──────── Record set ────────

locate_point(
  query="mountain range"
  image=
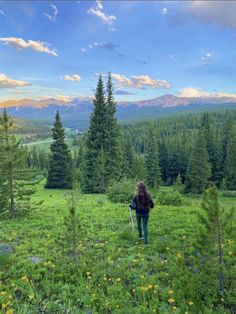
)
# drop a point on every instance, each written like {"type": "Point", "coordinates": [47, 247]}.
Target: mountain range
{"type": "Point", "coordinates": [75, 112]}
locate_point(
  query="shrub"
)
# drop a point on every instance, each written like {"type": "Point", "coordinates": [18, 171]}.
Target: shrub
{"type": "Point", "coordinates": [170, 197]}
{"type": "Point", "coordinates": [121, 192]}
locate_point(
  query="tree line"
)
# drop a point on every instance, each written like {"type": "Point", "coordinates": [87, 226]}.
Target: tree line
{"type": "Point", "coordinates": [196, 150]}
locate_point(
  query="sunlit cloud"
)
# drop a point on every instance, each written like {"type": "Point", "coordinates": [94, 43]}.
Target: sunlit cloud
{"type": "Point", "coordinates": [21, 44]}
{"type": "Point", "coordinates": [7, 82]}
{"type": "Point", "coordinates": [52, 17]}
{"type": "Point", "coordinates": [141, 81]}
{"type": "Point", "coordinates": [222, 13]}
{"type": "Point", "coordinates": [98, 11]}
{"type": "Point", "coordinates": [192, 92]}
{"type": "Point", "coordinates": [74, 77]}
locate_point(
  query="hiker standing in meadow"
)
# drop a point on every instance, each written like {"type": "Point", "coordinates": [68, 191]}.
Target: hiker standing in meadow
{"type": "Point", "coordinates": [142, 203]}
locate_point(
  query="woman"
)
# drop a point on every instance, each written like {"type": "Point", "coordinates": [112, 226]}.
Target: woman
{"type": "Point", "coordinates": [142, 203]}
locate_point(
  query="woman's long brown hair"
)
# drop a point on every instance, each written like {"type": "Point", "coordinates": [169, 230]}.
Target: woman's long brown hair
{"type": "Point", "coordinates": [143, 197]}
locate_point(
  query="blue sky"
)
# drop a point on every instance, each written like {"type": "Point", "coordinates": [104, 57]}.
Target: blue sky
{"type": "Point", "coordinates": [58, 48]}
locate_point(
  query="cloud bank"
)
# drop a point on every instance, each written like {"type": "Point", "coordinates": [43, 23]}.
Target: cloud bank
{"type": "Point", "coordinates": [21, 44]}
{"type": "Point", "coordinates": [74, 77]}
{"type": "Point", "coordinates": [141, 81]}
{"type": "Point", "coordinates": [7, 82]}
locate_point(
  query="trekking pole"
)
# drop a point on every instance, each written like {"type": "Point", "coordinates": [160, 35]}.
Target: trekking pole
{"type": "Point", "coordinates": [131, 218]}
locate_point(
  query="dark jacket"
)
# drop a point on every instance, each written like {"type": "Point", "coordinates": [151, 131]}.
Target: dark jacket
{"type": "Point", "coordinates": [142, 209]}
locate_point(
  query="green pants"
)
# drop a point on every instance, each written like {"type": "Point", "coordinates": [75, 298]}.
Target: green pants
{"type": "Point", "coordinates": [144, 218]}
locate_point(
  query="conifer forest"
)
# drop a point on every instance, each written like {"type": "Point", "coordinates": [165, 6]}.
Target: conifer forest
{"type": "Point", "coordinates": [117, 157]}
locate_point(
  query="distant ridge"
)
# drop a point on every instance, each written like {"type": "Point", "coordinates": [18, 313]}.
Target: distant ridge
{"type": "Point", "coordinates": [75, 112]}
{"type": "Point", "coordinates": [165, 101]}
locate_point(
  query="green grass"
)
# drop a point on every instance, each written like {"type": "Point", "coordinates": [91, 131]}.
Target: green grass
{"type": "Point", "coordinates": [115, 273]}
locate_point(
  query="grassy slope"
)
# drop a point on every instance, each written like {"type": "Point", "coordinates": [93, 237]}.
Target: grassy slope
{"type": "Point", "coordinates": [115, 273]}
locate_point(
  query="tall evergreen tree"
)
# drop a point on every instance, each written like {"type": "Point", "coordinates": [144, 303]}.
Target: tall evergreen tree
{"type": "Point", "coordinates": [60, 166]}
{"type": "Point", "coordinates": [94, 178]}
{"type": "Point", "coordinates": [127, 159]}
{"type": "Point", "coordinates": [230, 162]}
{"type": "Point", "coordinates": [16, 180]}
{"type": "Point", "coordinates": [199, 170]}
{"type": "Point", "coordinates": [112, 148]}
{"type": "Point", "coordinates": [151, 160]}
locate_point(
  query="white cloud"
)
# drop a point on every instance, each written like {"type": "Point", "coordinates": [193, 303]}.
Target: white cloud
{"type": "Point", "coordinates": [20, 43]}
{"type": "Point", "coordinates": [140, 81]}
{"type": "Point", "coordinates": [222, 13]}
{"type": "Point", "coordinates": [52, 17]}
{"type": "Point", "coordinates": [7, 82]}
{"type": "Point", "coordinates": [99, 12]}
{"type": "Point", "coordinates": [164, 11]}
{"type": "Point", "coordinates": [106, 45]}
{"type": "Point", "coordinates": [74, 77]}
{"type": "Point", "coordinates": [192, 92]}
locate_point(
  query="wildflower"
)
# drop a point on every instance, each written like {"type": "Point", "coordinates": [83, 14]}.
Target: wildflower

────────

The problem:
Each line above should be written out again unchanged; no images are to be carried over.

Answer to the problem:
locate_point(
  query="mountain range"
  image=
)
# drop a point on every instance, each written like {"type": "Point", "coordinates": [47, 247]}.
Target: mountain range
{"type": "Point", "coordinates": [75, 112]}
locate_point(
  query="shrub"
)
# drop a point on every instance, each written like {"type": "Point", "coordinates": [18, 171]}.
Target: shrub
{"type": "Point", "coordinates": [170, 197]}
{"type": "Point", "coordinates": [121, 192]}
locate_point(
  query="tree line"
)
# drop a point on every instance, each written like {"type": "Point", "coordinates": [87, 226]}.
Target: tree line
{"type": "Point", "coordinates": [196, 150]}
locate_point(
  query="sunlit cloud"
)
# drop a point on every instance, each written like {"type": "Point", "coordinates": [94, 43]}.
Target: sunlit cloud
{"type": "Point", "coordinates": [21, 44]}
{"type": "Point", "coordinates": [7, 82]}
{"type": "Point", "coordinates": [52, 17]}
{"type": "Point", "coordinates": [141, 81]}
{"type": "Point", "coordinates": [222, 13]}
{"type": "Point", "coordinates": [98, 11]}
{"type": "Point", "coordinates": [192, 92]}
{"type": "Point", "coordinates": [74, 77]}
locate_point(
  query="hiker standing in meadow"
)
# drop a point on every instance, each written like {"type": "Point", "coordinates": [68, 191]}.
Target: hiker standing in meadow
{"type": "Point", "coordinates": [142, 203]}
locate_point(
  query="woman"
)
# drop a point on every instance, each written like {"type": "Point", "coordinates": [112, 226]}.
Target: woman
{"type": "Point", "coordinates": [142, 203]}
locate_point(
  query="woman's long brown hair"
)
# drop a point on every instance, each written like {"type": "Point", "coordinates": [169, 230]}.
Target: woman's long brown hair
{"type": "Point", "coordinates": [143, 197]}
locate_point(
  query="blue sky"
)
# drop a point on every instance, each written like {"type": "Point", "coordinates": [104, 57]}.
Target: blue sky
{"type": "Point", "coordinates": [58, 48]}
locate_point(
  query="cloud bank"
)
# drop a point on every instance, each written like {"type": "Point", "coordinates": [43, 23]}.
Target: cloud bank
{"type": "Point", "coordinates": [21, 44]}
{"type": "Point", "coordinates": [74, 77]}
{"type": "Point", "coordinates": [141, 81]}
{"type": "Point", "coordinates": [7, 82]}
locate_point(
  query="trekking pole"
)
# drop a point on every instance, each written like {"type": "Point", "coordinates": [160, 35]}.
Target: trekking pole
{"type": "Point", "coordinates": [131, 218]}
locate_point(
  query="dark jacket"
)
# drop a point on every instance, each written like {"type": "Point", "coordinates": [151, 131]}.
Target: dark jacket
{"type": "Point", "coordinates": [142, 209]}
locate_point(
  query="green pants"
)
# drop a point on every instance, each written like {"type": "Point", "coordinates": [75, 298]}.
Target: green pants
{"type": "Point", "coordinates": [144, 218]}
locate_point(
  query="conifer forest"
)
# drop a point on every instance, each written like {"type": "Point", "coordinates": [165, 6]}.
Target: conifer forest
{"type": "Point", "coordinates": [117, 157]}
locate_point(
  query="distant ridge"
)
# drop a point on every instance, each written like {"type": "Point", "coordinates": [18, 313]}.
Target: distant ridge
{"type": "Point", "coordinates": [75, 112]}
{"type": "Point", "coordinates": [165, 101]}
locate_point(
  query="green grass"
)
# drop a point on every instance, each written like {"type": "Point", "coordinates": [91, 131]}.
Target: green grass
{"type": "Point", "coordinates": [115, 273]}
locate_point(
  query="grassy slope"
)
# drop a point on every instance, each written like {"type": "Point", "coordinates": [93, 237]}.
Target: grassy slope
{"type": "Point", "coordinates": [115, 273]}
locate_point(
  query="tall evergreen tree"
)
# drop a point on every instance, each written like {"type": "Point", "coordinates": [144, 303]}.
Target: tall evergreen tree
{"type": "Point", "coordinates": [60, 166]}
{"type": "Point", "coordinates": [94, 178]}
{"type": "Point", "coordinates": [127, 159]}
{"type": "Point", "coordinates": [230, 162]}
{"type": "Point", "coordinates": [16, 180]}
{"type": "Point", "coordinates": [199, 170]}
{"type": "Point", "coordinates": [112, 148]}
{"type": "Point", "coordinates": [151, 160]}
locate_point(
  query="white cloud"
)
# drop a point on every instance, each written like {"type": "Point", "coordinates": [193, 303]}.
Target: white cloud
{"type": "Point", "coordinates": [20, 43]}
{"type": "Point", "coordinates": [140, 81]}
{"type": "Point", "coordinates": [222, 13]}
{"type": "Point", "coordinates": [52, 17]}
{"type": "Point", "coordinates": [7, 82]}
{"type": "Point", "coordinates": [99, 12]}
{"type": "Point", "coordinates": [164, 11]}
{"type": "Point", "coordinates": [106, 45]}
{"type": "Point", "coordinates": [74, 77]}
{"type": "Point", "coordinates": [192, 92]}
locate_point(
  query="wildflower"
)
# drop a point on every instance, each written like {"type": "Point", "coordinates": [83, 14]}.
Target: wildflower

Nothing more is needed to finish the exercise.